* _Your instructions_: Reproduce the data below verbatim, line by line, leaving out the pictures.

§

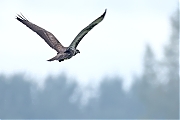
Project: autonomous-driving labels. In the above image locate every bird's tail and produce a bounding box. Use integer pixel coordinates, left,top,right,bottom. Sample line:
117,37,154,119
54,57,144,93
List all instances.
47,55,59,61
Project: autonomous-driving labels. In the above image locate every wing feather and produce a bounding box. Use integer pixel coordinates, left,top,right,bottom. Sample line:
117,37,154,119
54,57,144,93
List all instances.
69,9,106,48
16,14,64,52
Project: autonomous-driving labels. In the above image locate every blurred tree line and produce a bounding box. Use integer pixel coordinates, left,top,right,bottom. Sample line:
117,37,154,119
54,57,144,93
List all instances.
0,11,179,119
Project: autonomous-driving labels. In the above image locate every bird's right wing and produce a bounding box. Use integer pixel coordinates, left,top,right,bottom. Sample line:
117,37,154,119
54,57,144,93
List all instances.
16,14,63,52
69,10,106,48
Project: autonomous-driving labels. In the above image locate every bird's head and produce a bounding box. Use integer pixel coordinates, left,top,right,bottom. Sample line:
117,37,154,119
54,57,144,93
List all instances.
75,49,80,54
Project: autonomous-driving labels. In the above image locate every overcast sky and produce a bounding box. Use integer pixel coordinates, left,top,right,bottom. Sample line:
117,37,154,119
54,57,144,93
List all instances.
0,0,178,89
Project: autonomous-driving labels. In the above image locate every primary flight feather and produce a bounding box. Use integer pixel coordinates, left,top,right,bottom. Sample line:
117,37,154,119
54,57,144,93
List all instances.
16,10,106,62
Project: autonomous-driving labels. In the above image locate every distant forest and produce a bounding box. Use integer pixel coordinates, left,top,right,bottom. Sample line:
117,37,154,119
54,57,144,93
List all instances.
0,11,179,119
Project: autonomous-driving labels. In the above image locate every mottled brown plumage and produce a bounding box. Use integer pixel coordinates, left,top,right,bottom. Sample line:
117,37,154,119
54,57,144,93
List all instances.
16,10,106,62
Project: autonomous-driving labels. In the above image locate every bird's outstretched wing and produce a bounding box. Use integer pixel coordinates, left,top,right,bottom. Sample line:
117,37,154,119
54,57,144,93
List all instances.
16,14,63,52
69,10,106,48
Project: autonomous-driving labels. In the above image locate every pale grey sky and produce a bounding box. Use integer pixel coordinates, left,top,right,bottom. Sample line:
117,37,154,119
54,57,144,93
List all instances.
0,0,178,89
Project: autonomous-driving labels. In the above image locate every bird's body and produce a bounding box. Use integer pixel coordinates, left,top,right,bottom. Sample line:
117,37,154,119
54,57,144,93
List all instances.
16,10,106,62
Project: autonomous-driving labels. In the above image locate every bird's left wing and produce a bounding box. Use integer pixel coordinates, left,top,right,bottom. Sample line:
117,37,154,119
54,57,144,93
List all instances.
69,10,106,49
16,14,64,52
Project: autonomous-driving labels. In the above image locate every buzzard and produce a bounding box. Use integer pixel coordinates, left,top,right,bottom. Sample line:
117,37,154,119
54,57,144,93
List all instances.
16,9,106,62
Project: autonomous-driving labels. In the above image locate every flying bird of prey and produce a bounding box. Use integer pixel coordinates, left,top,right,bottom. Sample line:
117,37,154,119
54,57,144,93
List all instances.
16,10,106,62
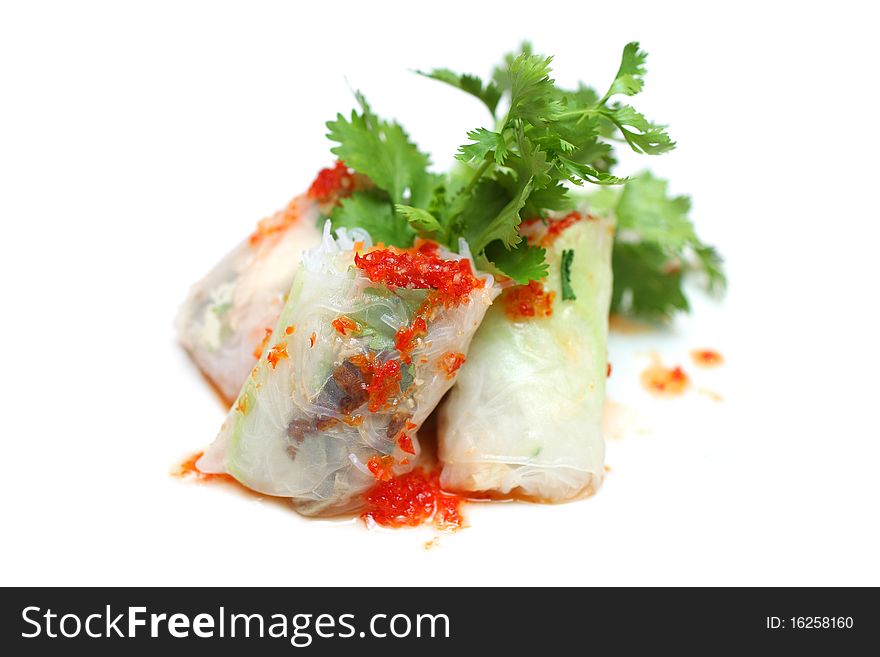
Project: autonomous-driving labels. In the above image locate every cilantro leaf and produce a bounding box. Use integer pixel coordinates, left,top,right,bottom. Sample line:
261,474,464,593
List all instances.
466,178,534,253
616,172,697,251
611,242,690,320
485,240,549,285
600,105,675,155
600,41,648,104
456,128,507,164
416,68,501,116
394,203,443,233
508,53,560,126
591,172,725,320
330,191,415,247
327,94,435,207
560,249,577,301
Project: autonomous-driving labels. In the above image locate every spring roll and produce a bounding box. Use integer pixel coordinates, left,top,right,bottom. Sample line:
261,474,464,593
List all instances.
176,162,365,403
197,222,499,515
439,212,614,502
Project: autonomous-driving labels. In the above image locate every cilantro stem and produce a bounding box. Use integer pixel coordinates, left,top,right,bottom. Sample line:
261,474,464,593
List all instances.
461,160,492,196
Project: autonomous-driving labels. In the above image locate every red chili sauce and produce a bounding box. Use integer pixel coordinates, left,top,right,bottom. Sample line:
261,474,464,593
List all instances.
642,360,690,397
361,468,464,529
501,281,556,321
691,349,724,367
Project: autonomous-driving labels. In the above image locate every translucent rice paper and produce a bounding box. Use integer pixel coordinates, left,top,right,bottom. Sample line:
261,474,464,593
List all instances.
197,222,498,515
177,195,321,401
439,213,613,502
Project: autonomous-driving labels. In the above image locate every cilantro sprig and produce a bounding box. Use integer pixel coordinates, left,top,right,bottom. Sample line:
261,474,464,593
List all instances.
591,171,727,320
422,43,675,283
327,42,724,318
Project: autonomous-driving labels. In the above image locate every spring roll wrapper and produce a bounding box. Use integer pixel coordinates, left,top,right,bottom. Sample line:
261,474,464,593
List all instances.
197,226,499,515
439,213,614,502
176,195,321,402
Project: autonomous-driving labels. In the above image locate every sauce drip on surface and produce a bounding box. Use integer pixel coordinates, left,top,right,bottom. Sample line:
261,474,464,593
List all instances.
691,349,724,367
354,242,485,305
349,352,401,413
440,351,466,379
172,452,235,482
501,281,556,321
361,468,464,530
642,359,690,397
308,160,357,203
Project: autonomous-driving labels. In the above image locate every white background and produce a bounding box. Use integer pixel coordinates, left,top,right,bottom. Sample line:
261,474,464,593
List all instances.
0,1,880,585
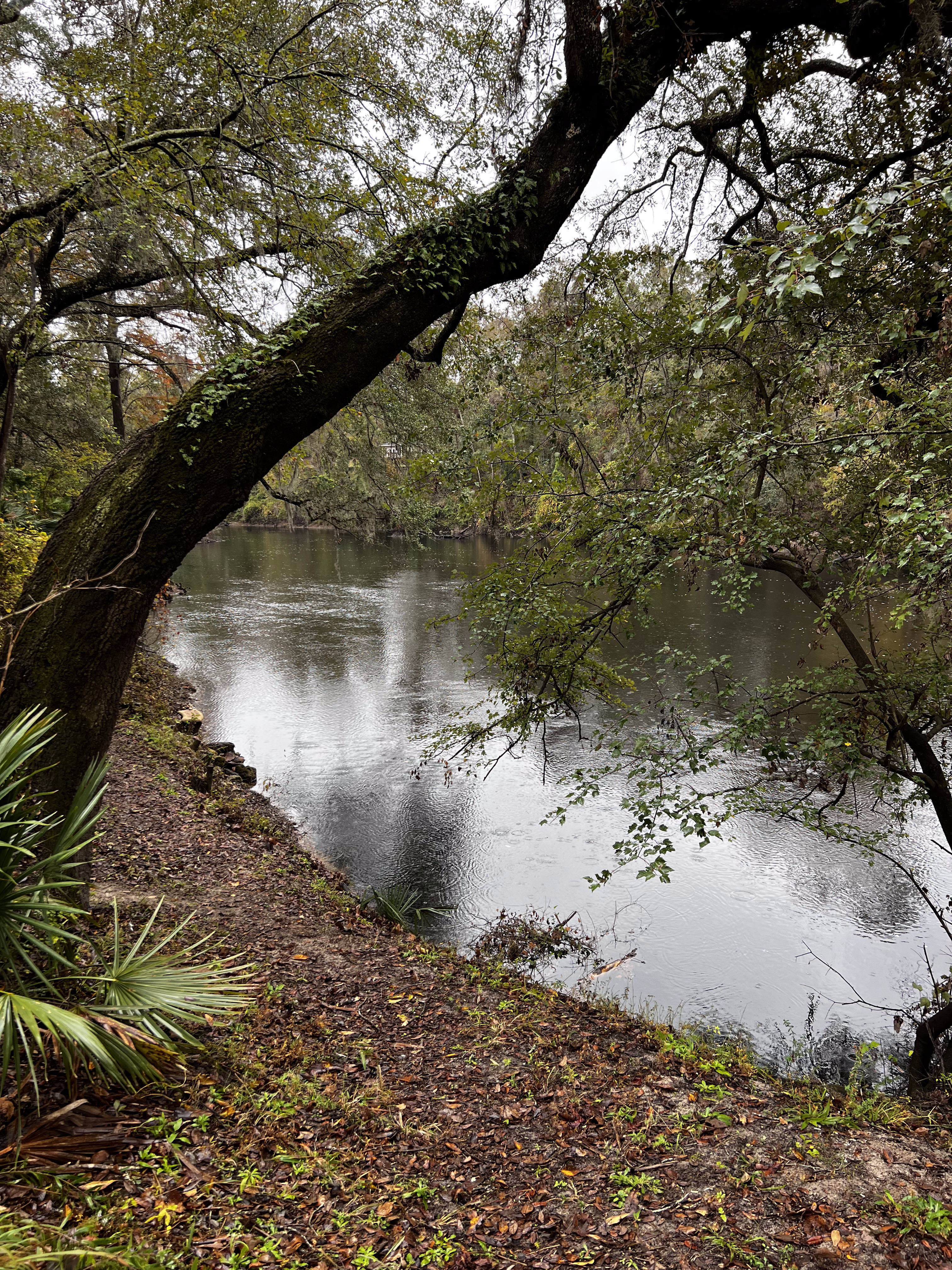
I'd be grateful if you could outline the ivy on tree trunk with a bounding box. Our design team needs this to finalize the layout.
[0,0,934,863]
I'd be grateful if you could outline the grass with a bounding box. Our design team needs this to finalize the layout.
[0,1213,169,1270]
[612,1168,661,1208]
[882,1191,952,1239]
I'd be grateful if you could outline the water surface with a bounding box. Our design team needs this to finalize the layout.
[167,527,952,1061]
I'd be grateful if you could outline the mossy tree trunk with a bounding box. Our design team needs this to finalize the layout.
[0,0,909,874]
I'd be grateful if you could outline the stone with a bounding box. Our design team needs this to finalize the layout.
[175,709,204,735]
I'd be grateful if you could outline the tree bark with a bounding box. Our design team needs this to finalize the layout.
[103,311,126,441]
[909,1003,952,1094]
[0,358,16,494]
[0,0,909,853]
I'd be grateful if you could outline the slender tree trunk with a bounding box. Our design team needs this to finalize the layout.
[103,313,126,441]
[0,0,873,863]
[0,359,16,494]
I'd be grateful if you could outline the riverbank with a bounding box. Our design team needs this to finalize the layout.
[0,658,952,1270]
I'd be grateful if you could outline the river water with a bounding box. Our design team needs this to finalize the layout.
[166,527,952,1067]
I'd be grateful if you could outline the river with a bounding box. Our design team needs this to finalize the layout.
[165,526,952,1072]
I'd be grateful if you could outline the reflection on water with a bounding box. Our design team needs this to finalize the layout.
[169,527,952,1051]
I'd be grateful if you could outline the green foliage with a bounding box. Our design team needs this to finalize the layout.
[0,1213,161,1270]
[0,517,48,613]
[0,710,247,1092]
[610,1168,663,1208]
[416,171,952,980]
[882,1191,952,1239]
[371,883,452,930]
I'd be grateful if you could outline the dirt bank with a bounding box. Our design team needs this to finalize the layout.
[0,659,952,1270]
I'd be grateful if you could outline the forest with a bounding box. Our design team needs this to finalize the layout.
[0,0,952,1270]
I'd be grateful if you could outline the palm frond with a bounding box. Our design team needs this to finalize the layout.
[89,902,250,1045]
[0,992,161,1096]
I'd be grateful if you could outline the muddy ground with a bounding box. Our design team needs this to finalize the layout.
[0,658,952,1270]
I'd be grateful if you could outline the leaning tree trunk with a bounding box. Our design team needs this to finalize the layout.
[0,0,893,874]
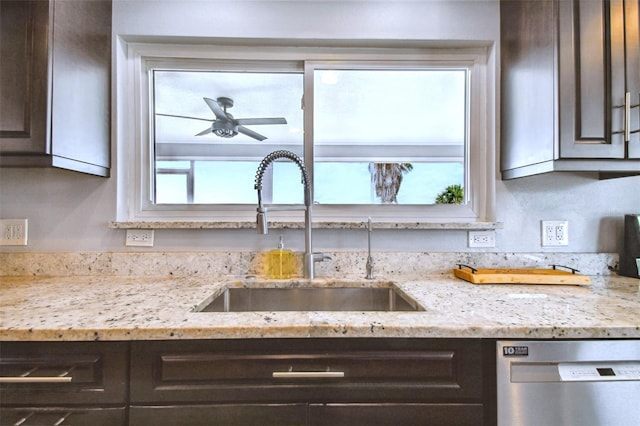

§

* _Final result_:
Project: autonomous-driving labels. In the above image locate every bird's tail and produce a bounding box. Use integer pixel coordinates, left,top,right,bottom. Sample line:
117,37,154,119
54,57,144,93
List all instances.
47,55,59,61
Project: autonomous-driving labels. In the above image locate every wing feather and produce a bounding box. Use integer pixel coordinates, left,top,right,bottom. Sample line:
117,37,154,119
54,57,144,93
List all instances.
69,9,106,48
16,14,64,52
Project: autonomous-driving labels. In the above image locate every blurred tree line and produce a bounding box. Use integer pixel coordinates, left,top,right,bottom. Sample line:
117,37,154,119
54,57,144,93
List all instances.
0,11,179,119
Project: autonomous-driving labels. In the above image locate every bird's right wing and produce a bounding box. Use integer pixel coordinates, left,top,right,bottom. Sample line:
117,37,154,119
54,57,144,93
List all instances.
16,14,63,52
69,10,106,48
Project: autonomous-driving labels. In the above image locate every bird's head and produce a bounding box. Use integer pixel coordinates, left,top,right,bottom. Sample line:
117,37,154,119
54,57,144,93
List all instances.
75,49,80,54
Project: autonomous-driving labels. In the above image locate every overcast sky and produce a bounding box. Use integer pixel coordinates, left,top,right,bottom. Sample line:
117,37,154,119
54,57,144,93
List all instances.
0,0,178,89
Project: autonomous-driving labels. In the above image locate every primary flight feather and produce a bounding box. Use integer pixel coordinates, left,top,right,bottom. Sample line:
117,37,154,119
54,57,144,93
List all instances.
16,10,106,62
Project: autonomous-driving labels. In the above image locate every distant forest and produce a bounding box. Use integer pixel coordinates, left,top,right,bottom. Sample line:
117,37,154,119
54,57,144,93
List all instances.
0,11,179,119
Project: autonomous-driving labels. In the above image locate every mottled brown plumage and produce a bounding box. Use integer pixel coordinates, left,top,right,bottom. Sample line:
117,37,154,119
54,57,144,93
List all instances.
16,10,106,62
Project: autonomous-driving labels. In the above image locate every bird's outstretched wing and produce a bounding box. Use integer pixel coordinates, left,top,right,bottom. Sample line:
117,37,154,119
54,57,144,93
List all instances.
16,14,63,52
69,10,106,48
Project: autonomous-driving labels. In the above image locate every pale grey sky and produce a bounding box. Use integer pixel coordinates, left,top,right,bottom. Sample line:
117,37,154,119
54,57,144,93
List all instances.
0,0,178,89
Project: autonomous-driving labels. In the above image locate every bird's body and produce a bounding box. Use integer pixel coordinates, left,top,right,bottom. Sample line:
117,37,154,119
54,57,144,93
List all instances.
16,10,106,62
Project: autonomous-driving labels. In the above image locate every bird's left wing and produce a bounding box. Use integer pixel coordinates, left,top,right,bottom. Sample line:
117,37,154,119
54,57,144,93
List all instances.
69,10,106,49
16,14,64,52
Project: autonomous-driving labels. In the above image locate every buzzard and produce a bounding box. Use integer pixel coordinates, left,top,right,bottom. Sample line:
117,37,154,119
54,57,144,93
List all instances.
16,9,106,62
Project: autonomous-driving labels. In the above image locate every flying bird of prey and produce a bounding box. Use integer pixel coordinates, left,top,right,bottom. Sample line:
117,37,154,119
54,57,144,93
List all instances.
16,10,106,62
Project: autonomous-driving labels. In the above image locate every cilantro leaf and produce a bounding box. Use integer pixel coordinates, left,top,right,bottom. Sample line:
261,474,464,593
List all instances.
466,178,534,253
616,172,697,251
611,242,690,320
485,240,549,285
600,105,675,155
600,41,648,104
456,128,507,164
416,68,501,116
394,203,443,233
508,53,560,126
591,172,725,320
330,191,415,247
327,94,435,207
560,249,577,301
Project: autonomous-driving labels. In the above image locate every spring roll and produce a bounding box. Use integer pixel coordinates, left,top,right,bottom. Sample line:
261,474,464,593
List all instances.
176,162,365,403
197,222,499,515
439,212,614,502
Project: autonomous-driving labels. In the above image locate every cilantro stem and produce a bounding box. Use integer pixel coordinates, left,top,right,bottom. Sample line:
261,474,464,593
List all instances.
461,160,492,196
Project: autonomous-driving labels. In the above image locate every red chili sauce and produce a bounding box. Use integer pixel coordinates, left,top,right,bottom. Sample line:
261,474,464,593
List all instances.
642,360,690,397
361,468,464,529
501,281,556,321
691,349,724,367
Project: autonomous-driving labels. In the above image locate every translucent rice paper and produce a bounding box. Use integer pixel coordinates, left,top,right,bottom. Sample line:
261,474,464,593
List all instances.
197,222,498,515
177,195,321,401
439,213,613,502
Project: autonomous-driving labels. In the above image locate every cilantro sprig and produce a bounding box. Use integer pixel coordinates, left,top,right,bottom. Sample line:
261,474,464,593
List all instances.
591,171,727,320
422,43,675,283
327,42,724,318
Project: autonomous-driving labels. In the above image locate every spring roll wrapper and produce a bounding box. Use integer pixel coordinates, left,top,right,bottom. Sample line:
261,474,464,593
List all instances.
197,226,499,515
439,213,614,502
176,195,321,402
Project: autonomous-driving labels. In the above image locate every sauce drip on surface and produce a bounding box. Use integer pixel coordinates, left,top,right,bottom. Sample line:
261,474,464,593
List all instances.
691,349,724,367
354,242,485,305
349,352,401,413
440,351,466,379
172,452,235,482
501,281,556,321
361,468,464,530
642,359,690,397
308,160,357,203
Project: autonomous-driving labels. In the above image locate every white background and produce a bounding box. Use integer pixel coordinates, left,top,right,bottom. Sample line:
261,474,464,593
List all instances.
0,1,880,585
I'd be grateful if you could outline the ivy on tree trunk with a bounding box. Our design team needs this to finalize the layout.
[0,0,934,863]
I'd be grateful if you could outline the grass with a bounding box. Our design team needs this to finalize the layout.
[0,1213,169,1270]
[612,1168,661,1208]
[882,1191,952,1239]
I'd be grateful if you could outline the water surface with a bounding box. Our design team needs this to finalize the layout.
[167,527,952,1061]
I'd be grateful if you could outline the mossy tree trunk with a bounding box. Our design team needs this to finalize the layout.
[0,0,909,874]
I'd be grateful if you could outline the stone with a bounding box. Our design team needs this to finalize the layout.
[175,709,204,735]
I'd be grateful if you could outline the tree bark with a bounding box. Our design team needs this to finalize the layout.
[103,311,126,441]
[909,1003,952,1094]
[0,358,16,494]
[0,0,909,853]
I'd be grateful if you could outline the slender tree trunk with a bounding box. Our design team needs this to finalize the layout.
[103,313,126,441]
[0,0,873,863]
[0,359,16,494]
I'd be grateful if you could outline the riverbank with a bounding box. Our design team needs this to finalize the layout.
[0,658,952,1270]
I'd be grateful if you could outline the river water with a bounding box. Our design team needs this to finalize the layout.
[166,527,952,1067]
I'd be grateful if you could outline the river with a bounding box. Our design team needs this to finalize the layout.
[165,526,952,1072]
I'd be grateful if you could outline the reflection on water with a bounding box. Our design team needs this to finalize the layout.
[169,527,952,1051]
I'd be grateful if you could outline the green foliage with a bounding box. Our design team needs this to finalize the layout.
[0,1213,161,1270]
[0,517,48,613]
[0,710,247,1092]
[610,1168,663,1208]
[416,171,952,980]
[882,1191,952,1239]
[371,883,452,930]
I'd be grateful if you could outline the dirt bank with a bounding box. Our design team needs this to finalize the layout.
[0,659,952,1270]
I'd be grateful if you could outline the forest with a bounding box. Our design team needs this to finalize the layout.
[0,0,952,1270]
I'd be grateful if you could outline the palm frond with a bounding box. Our design team needs this to finalize the layout.
[89,902,250,1045]
[0,992,161,1096]
I'd be grateful if you could outline the muddy ground with a bounding box. Our design team needs this to finalize the layout.
[0,658,952,1270]
I'd be grateful if you could outline the leaning tree trunk with a bounding box. Our design team needs this to finalize the layout.
[0,0,893,874]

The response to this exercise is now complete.